__YOUR GOAL__
Report how many lines in the records below contain the word "wheel". Give only the number.

__WORKING DATA__
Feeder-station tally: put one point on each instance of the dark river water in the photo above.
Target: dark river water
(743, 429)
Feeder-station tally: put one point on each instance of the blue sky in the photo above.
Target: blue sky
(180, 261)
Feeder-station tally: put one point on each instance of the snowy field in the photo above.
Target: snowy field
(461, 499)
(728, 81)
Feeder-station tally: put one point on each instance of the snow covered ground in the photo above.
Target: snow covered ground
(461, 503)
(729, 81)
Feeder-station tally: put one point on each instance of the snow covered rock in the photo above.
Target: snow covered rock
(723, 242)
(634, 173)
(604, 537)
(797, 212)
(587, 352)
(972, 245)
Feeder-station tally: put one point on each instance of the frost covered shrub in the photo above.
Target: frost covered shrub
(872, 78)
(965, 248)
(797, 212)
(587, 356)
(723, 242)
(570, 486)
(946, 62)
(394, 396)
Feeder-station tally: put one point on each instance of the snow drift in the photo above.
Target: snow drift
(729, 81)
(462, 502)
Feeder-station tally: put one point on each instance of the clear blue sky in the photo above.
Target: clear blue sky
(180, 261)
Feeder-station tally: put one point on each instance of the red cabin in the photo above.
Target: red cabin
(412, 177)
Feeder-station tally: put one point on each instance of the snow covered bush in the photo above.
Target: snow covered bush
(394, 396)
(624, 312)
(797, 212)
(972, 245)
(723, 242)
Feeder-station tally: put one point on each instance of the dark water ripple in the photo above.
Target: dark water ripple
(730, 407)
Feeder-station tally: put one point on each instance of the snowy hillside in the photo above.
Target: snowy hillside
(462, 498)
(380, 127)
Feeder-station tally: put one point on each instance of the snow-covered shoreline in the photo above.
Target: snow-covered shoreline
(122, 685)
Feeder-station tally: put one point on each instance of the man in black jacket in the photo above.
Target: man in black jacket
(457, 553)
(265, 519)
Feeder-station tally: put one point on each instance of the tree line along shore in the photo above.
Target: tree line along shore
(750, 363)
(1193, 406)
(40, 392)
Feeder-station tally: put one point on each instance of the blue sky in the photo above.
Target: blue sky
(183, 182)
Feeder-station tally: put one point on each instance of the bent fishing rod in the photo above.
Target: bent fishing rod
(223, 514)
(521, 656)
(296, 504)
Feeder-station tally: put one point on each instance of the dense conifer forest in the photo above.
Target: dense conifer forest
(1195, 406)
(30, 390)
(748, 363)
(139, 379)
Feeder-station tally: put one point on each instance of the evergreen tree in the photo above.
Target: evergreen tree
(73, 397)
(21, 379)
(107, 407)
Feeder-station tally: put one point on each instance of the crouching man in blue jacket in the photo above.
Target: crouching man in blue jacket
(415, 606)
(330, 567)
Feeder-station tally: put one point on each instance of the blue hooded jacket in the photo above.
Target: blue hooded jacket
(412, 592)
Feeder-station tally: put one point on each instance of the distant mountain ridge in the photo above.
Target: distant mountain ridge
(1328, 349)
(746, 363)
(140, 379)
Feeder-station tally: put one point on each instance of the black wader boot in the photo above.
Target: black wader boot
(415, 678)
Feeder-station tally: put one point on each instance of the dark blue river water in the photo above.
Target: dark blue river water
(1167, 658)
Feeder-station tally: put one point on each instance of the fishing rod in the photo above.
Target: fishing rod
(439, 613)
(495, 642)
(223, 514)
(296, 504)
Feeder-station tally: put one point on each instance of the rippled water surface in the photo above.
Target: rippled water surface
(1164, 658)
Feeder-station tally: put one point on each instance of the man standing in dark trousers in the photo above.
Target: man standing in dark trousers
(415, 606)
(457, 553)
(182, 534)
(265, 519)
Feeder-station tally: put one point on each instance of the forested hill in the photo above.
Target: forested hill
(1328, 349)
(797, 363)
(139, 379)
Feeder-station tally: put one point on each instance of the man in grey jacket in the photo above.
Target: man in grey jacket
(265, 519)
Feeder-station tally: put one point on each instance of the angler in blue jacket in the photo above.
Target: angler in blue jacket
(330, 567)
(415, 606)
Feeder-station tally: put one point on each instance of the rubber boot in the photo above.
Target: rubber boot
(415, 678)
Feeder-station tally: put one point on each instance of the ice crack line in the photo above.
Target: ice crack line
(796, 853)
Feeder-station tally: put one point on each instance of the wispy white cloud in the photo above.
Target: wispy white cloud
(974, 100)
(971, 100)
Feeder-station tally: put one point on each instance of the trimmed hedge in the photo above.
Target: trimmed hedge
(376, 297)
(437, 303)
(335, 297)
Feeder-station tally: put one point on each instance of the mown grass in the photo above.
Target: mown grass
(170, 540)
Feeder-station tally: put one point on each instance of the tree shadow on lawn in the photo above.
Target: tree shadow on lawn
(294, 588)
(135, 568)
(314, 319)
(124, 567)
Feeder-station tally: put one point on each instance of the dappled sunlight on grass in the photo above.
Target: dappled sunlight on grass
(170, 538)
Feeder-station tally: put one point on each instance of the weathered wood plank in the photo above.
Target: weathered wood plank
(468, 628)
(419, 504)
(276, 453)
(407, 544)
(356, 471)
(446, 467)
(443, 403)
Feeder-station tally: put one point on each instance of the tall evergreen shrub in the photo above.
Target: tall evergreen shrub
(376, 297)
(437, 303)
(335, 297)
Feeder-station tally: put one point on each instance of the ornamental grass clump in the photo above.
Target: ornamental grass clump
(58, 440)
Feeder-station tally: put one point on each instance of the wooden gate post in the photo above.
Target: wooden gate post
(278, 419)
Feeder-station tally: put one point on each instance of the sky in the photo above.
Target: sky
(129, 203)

* * *

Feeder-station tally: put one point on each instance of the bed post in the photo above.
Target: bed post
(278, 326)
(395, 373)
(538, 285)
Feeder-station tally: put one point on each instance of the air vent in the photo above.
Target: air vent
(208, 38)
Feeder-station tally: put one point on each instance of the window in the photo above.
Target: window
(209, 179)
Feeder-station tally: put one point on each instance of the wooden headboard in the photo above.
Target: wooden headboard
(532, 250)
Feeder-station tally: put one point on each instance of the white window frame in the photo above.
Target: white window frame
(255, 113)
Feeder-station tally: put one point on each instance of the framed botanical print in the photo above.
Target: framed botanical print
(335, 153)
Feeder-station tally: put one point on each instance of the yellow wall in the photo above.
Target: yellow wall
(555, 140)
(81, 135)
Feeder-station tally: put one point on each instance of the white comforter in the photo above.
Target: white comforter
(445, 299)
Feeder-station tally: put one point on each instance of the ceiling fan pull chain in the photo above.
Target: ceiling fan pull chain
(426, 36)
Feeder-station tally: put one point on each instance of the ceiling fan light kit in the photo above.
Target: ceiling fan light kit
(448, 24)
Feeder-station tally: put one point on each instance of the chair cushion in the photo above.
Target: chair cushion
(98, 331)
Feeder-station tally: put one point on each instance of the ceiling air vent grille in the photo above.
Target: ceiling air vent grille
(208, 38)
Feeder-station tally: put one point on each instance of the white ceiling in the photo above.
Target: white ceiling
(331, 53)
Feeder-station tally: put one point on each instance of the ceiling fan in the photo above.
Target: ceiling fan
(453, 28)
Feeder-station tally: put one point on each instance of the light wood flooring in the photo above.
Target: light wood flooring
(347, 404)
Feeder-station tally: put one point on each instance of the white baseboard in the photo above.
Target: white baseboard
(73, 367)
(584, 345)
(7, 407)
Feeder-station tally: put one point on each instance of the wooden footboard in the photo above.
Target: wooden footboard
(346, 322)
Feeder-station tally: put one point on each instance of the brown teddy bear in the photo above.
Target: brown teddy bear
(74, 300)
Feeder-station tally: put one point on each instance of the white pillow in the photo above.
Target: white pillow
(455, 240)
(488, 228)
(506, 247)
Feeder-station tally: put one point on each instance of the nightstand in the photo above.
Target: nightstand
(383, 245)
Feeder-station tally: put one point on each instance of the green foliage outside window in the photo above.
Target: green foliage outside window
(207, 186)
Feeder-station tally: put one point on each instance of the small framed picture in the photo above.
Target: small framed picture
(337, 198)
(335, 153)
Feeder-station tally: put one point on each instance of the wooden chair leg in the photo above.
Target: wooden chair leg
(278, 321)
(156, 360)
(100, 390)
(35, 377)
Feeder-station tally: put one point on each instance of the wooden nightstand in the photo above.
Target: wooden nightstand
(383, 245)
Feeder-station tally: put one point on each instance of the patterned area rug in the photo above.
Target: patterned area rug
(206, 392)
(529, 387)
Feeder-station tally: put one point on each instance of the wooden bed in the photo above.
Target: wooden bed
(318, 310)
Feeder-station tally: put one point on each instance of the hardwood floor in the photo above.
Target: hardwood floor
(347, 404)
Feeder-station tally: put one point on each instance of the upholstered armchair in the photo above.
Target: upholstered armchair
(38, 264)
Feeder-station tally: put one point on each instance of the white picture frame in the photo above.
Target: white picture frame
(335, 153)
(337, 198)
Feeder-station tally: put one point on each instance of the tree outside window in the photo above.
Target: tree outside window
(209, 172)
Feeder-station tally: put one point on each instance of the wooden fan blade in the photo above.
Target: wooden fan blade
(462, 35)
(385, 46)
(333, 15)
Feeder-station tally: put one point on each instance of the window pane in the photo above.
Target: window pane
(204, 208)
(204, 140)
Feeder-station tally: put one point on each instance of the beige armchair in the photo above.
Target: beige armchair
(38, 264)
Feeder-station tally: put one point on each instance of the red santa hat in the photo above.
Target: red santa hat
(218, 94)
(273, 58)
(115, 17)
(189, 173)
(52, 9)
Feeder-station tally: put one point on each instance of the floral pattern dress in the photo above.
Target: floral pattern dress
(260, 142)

---

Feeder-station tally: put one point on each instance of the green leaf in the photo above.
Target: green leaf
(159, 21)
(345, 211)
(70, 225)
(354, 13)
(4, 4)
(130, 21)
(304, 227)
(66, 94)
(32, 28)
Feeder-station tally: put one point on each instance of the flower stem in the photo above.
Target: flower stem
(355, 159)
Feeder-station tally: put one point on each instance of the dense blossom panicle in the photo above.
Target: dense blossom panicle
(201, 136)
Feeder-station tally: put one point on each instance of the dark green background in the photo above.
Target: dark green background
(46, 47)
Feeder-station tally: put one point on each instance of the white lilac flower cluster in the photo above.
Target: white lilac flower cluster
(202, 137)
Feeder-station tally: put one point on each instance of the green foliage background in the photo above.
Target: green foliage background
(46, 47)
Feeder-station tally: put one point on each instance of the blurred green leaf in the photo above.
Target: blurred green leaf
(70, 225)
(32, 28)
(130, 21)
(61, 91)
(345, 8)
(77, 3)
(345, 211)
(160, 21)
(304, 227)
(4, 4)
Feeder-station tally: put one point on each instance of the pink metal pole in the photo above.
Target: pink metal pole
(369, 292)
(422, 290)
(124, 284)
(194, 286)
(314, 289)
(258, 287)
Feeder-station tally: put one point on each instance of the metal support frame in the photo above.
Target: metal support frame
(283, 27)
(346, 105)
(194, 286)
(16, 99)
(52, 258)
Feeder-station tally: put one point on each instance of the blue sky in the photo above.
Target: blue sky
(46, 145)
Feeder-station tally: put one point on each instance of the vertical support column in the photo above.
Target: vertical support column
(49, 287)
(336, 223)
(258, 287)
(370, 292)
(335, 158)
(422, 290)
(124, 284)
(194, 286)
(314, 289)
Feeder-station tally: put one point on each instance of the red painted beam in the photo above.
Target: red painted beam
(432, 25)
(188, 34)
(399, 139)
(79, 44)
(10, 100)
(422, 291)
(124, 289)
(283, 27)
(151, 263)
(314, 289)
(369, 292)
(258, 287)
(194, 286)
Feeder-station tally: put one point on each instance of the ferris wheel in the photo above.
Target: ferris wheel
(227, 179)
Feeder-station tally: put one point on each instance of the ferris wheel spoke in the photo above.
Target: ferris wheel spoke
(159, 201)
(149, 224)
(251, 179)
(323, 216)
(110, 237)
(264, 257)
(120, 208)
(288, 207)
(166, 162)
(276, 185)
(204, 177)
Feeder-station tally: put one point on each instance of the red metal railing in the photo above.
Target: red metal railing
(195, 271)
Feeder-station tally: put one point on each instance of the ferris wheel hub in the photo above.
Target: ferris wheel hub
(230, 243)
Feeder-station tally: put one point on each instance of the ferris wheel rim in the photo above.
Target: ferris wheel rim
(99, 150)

__SOLUTION__
8